==== Excerpted text ====
EDIT Discussion moved to: https://github.com/elastic/logstash/issues/9521
@EDIT This proposal has been revised 2018-03-26. I'm just editing in place to spare new people to this issue.
This is a part of https://github.com/elastic/logstash/issues/9215 , with a specific focus not on the programmatic plugin interface, but on how we manage artifacts and dependencies, as well as class loading and other isolation concerns, as well as compatibility guarantees.
Individual jar files
Does this mean that each plugin will need to shade their dependencies, or is there some other means to be used dependencies ?
(assuming yes to shading)
There are some security concerns around shading ... Anytime you shade, you break the signatures of dependent the jars, make vulnerabilities more difficult to detect (a jar in jar essentially hides the inner jar, or code scans look your code is bad), and can result in a difficult to license a JAR.
====
• Requirement
For each statement about the Logstash plugin discussion, answer yes or no and quote the words from the discussion that settle it. (a) The proposal was revised on 2018-03-26. (b) The discussion's main focus is the programmatic plugin interface. (c) Shading can make vulnerabilities harder to find. The records have no connection to the Logstash plugin discussion.
==== Listed records ====
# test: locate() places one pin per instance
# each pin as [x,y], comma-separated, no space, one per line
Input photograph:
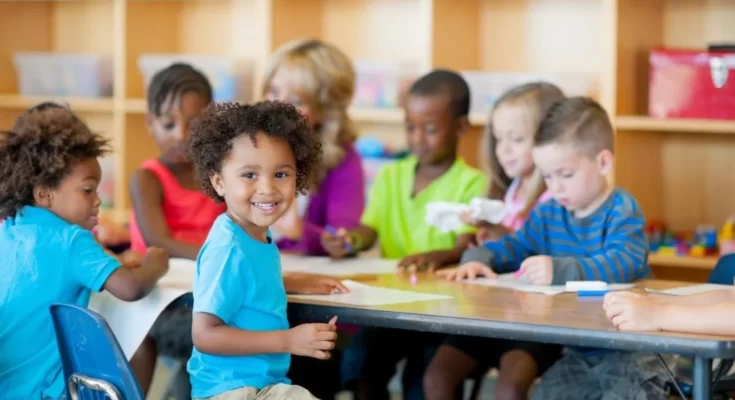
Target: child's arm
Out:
[622,260]
[211,335]
[92,267]
[132,284]
[704,313]
[433,260]
[223,283]
[146,193]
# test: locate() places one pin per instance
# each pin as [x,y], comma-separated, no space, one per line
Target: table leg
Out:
[702,378]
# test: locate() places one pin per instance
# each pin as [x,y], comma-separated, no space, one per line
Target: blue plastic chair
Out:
[95,366]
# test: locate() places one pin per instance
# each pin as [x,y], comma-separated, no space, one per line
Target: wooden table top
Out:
[497,312]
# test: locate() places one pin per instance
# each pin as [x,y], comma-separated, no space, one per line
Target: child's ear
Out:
[150,119]
[42,196]
[218,184]
[605,161]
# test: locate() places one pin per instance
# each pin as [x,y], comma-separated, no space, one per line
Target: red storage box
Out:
[692,84]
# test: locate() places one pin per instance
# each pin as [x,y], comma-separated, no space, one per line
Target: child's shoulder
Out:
[623,202]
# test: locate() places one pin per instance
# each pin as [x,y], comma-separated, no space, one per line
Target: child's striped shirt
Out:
[608,245]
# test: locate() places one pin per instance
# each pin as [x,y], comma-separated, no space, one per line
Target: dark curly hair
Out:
[40,150]
[212,135]
[173,81]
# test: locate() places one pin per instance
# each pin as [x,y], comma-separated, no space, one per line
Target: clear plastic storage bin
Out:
[63,74]
[220,71]
[486,87]
[382,85]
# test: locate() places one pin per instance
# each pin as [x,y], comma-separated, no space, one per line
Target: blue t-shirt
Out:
[238,280]
[45,260]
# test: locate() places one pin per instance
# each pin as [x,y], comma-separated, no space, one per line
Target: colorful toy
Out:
[700,243]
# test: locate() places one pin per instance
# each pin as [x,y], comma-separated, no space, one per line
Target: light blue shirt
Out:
[45,260]
[238,280]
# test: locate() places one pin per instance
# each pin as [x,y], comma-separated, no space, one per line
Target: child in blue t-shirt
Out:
[49,175]
[255,159]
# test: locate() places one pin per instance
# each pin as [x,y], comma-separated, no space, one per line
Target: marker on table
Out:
[591,293]
[330,229]
[587,288]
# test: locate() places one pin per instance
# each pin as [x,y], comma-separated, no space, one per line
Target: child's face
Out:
[514,141]
[171,129]
[574,179]
[279,89]
[432,129]
[258,183]
[75,199]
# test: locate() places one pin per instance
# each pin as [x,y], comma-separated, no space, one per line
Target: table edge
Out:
[567,336]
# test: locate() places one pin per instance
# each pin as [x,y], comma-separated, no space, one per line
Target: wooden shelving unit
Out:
[694,126]
[679,170]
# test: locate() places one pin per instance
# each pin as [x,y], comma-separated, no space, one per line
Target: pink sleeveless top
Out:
[189,213]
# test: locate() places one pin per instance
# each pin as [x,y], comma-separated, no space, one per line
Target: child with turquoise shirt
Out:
[49,176]
[256,159]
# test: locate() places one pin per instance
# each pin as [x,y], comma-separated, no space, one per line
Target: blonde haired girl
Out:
[319,80]
[514,178]
[506,154]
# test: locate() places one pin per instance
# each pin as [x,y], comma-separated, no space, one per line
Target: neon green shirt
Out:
[400,220]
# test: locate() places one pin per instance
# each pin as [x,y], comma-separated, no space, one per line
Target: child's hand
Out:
[338,245]
[630,311]
[537,269]
[466,217]
[158,257]
[423,262]
[313,284]
[490,232]
[131,259]
[313,340]
[470,271]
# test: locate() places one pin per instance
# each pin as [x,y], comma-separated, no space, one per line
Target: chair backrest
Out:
[94,365]
[724,271]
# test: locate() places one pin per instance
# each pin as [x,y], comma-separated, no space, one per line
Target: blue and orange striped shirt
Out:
[608,245]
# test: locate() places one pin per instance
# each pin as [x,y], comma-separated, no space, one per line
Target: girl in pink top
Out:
[169,208]
[507,155]
[515,180]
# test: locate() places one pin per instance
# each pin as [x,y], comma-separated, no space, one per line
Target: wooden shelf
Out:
[119,215]
[656,260]
[641,123]
[15,102]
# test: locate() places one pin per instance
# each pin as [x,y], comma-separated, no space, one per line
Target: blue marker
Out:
[330,229]
[591,293]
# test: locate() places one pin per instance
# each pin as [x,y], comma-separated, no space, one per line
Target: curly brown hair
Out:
[40,151]
[212,135]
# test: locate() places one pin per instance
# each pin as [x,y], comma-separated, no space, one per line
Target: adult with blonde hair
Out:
[319,80]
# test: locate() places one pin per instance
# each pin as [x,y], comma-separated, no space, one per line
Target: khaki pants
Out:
[275,392]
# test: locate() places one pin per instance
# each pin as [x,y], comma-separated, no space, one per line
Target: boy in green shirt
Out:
[436,117]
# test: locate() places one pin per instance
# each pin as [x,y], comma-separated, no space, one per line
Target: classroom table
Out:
[475,310]
[564,319]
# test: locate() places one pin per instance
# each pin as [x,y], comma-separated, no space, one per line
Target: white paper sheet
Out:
[346,267]
[688,290]
[131,321]
[522,284]
[180,274]
[365,295]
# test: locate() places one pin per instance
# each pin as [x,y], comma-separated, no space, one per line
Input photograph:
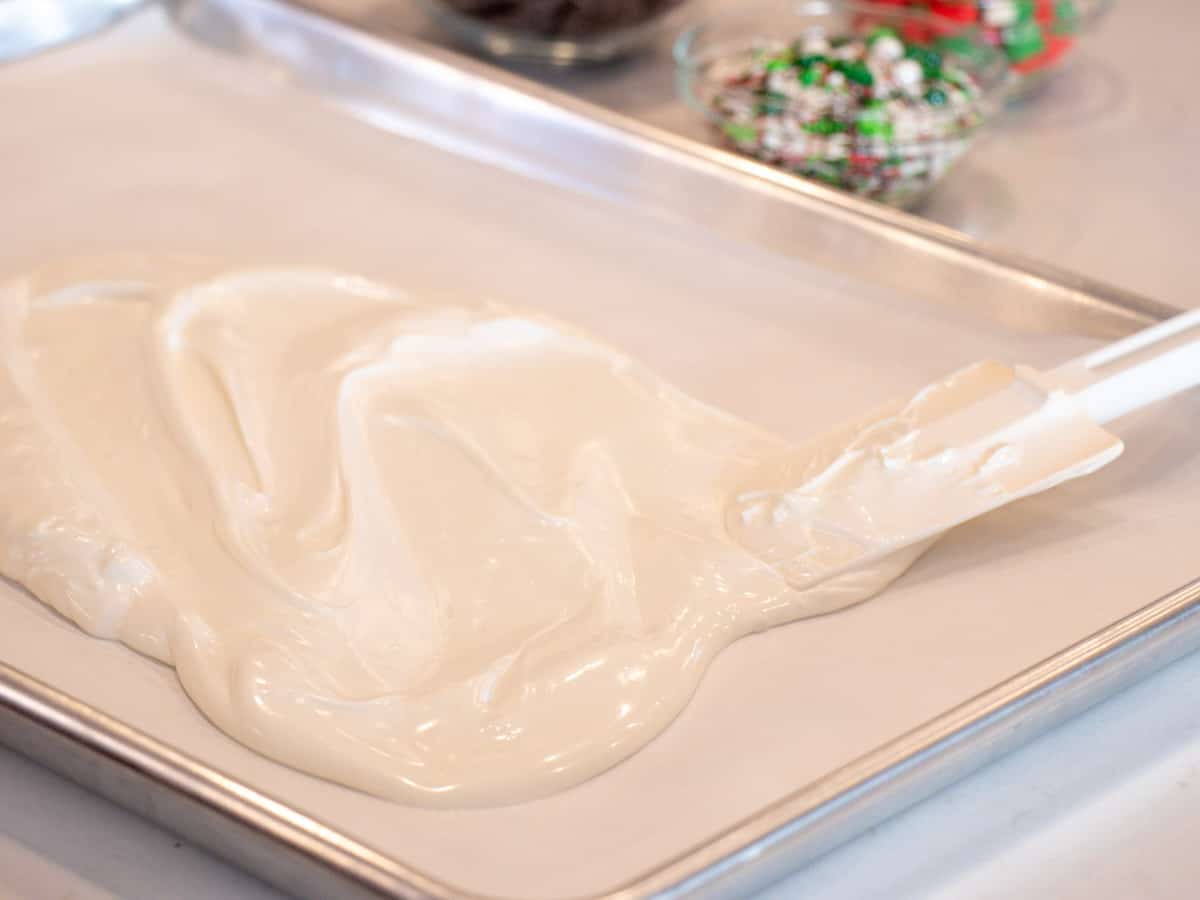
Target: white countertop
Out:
[1097,175]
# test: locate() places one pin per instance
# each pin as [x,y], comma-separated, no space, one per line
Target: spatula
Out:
[983,438]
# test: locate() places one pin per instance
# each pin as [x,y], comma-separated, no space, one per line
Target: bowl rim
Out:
[994,73]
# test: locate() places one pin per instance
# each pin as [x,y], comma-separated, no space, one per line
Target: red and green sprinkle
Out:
[875,114]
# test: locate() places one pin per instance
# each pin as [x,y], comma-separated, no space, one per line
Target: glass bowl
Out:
[892,147]
[1038,36]
[558,33]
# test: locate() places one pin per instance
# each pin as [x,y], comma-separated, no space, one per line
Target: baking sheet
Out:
[142,141]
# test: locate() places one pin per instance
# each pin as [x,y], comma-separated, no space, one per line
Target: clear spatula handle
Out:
[1151,365]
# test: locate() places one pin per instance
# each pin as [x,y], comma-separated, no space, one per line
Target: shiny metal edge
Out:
[301,856]
[552,131]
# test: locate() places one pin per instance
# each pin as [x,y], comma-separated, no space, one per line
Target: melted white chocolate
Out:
[453,556]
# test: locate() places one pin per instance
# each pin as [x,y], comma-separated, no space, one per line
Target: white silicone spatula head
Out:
[983,438]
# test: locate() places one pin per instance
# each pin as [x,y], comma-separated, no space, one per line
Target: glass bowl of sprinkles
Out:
[1036,35]
[874,99]
[558,33]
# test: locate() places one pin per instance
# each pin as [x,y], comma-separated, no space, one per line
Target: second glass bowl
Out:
[1037,36]
[803,85]
[558,33]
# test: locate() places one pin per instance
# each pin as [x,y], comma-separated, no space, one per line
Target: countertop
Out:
[1097,174]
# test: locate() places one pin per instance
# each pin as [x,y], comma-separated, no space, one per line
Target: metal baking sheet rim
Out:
[304,857]
[299,855]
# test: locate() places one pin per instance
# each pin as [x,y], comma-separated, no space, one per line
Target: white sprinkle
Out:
[887,48]
[907,73]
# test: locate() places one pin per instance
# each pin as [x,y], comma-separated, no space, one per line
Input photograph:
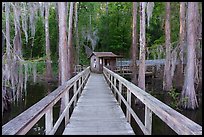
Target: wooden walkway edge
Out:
[97,112]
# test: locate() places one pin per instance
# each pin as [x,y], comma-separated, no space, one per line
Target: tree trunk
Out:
[7,12]
[188,98]
[70,47]
[134,44]
[17,44]
[77,33]
[167,80]
[48,58]
[181,44]
[141,77]
[62,48]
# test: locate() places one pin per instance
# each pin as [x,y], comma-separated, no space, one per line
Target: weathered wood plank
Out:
[148,120]
[25,121]
[48,120]
[97,111]
[178,122]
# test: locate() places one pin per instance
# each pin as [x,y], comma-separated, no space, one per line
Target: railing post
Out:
[114,86]
[120,90]
[75,89]
[48,121]
[148,120]
[79,86]
[111,81]
[129,102]
[66,102]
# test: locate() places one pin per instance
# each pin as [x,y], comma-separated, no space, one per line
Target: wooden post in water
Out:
[148,120]
[120,90]
[66,102]
[75,90]
[114,85]
[129,102]
[48,120]
[111,81]
[79,86]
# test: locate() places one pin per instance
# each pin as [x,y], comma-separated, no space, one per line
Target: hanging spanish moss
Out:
[24,19]
[149,10]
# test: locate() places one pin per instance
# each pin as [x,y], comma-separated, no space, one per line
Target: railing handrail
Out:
[25,121]
[178,122]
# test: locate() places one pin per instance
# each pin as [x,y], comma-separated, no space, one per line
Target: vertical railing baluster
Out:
[114,86]
[48,121]
[120,90]
[111,81]
[66,102]
[79,86]
[129,102]
[75,89]
[148,120]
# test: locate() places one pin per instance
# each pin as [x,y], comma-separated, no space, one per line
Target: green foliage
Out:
[114,29]
[175,98]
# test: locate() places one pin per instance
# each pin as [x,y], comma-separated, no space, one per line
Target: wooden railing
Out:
[21,124]
[150,70]
[176,121]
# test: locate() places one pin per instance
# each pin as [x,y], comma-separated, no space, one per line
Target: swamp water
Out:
[36,92]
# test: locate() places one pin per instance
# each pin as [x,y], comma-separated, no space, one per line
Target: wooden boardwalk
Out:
[97,112]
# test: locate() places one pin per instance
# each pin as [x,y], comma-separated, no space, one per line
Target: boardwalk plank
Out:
[97,112]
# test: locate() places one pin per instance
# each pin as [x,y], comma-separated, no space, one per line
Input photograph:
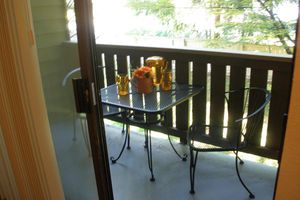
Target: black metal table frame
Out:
[128,116]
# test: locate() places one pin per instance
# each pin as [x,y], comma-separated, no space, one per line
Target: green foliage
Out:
[236,21]
[162,9]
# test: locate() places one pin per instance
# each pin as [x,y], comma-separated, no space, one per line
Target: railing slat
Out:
[278,106]
[110,68]
[237,81]
[182,76]
[217,98]
[259,78]
[199,101]
[122,64]
[100,69]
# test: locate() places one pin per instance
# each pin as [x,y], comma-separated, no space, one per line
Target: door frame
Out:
[86,48]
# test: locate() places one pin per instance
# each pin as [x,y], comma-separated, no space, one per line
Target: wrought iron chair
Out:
[245,112]
[107,112]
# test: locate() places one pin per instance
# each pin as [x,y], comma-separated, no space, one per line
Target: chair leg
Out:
[123,128]
[74,126]
[128,132]
[146,139]
[193,162]
[251,195]
[241,161]
[85,134]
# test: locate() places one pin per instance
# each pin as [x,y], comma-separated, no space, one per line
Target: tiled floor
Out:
[216,178]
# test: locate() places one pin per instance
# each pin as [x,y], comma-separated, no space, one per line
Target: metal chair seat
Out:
[245,110]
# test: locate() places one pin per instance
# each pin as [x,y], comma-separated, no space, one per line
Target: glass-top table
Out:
[156,102]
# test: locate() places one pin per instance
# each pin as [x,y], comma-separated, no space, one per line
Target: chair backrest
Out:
[246,110]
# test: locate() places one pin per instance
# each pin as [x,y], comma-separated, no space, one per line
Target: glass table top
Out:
[155,102]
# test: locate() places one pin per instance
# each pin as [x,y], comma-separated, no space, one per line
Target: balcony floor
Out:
[216,177]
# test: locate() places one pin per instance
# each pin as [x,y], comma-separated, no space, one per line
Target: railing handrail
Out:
[203,51]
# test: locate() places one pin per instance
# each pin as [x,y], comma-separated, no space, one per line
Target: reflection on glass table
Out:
[140,107]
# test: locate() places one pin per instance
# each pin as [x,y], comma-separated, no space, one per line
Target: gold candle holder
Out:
[166,83]
[122,82]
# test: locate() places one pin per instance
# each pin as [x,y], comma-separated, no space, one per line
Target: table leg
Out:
[126,140]
[146,138]
[149,153]
[128,132]
[182,157]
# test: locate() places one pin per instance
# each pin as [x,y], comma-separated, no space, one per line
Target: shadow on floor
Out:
[215,174]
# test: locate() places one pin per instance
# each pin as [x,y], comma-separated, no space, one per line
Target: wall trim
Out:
[23,117]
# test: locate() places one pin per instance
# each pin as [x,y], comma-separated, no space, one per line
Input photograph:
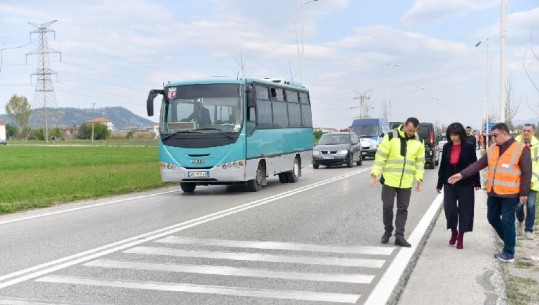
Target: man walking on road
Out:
====
• Response below
(a) Yes: "This proposal has been revised 2018-03-26."
(b) No: "with a specific focus not on the programmatic plugin interface"
(c) Yes: "make vulnerabilities more difficult to detect"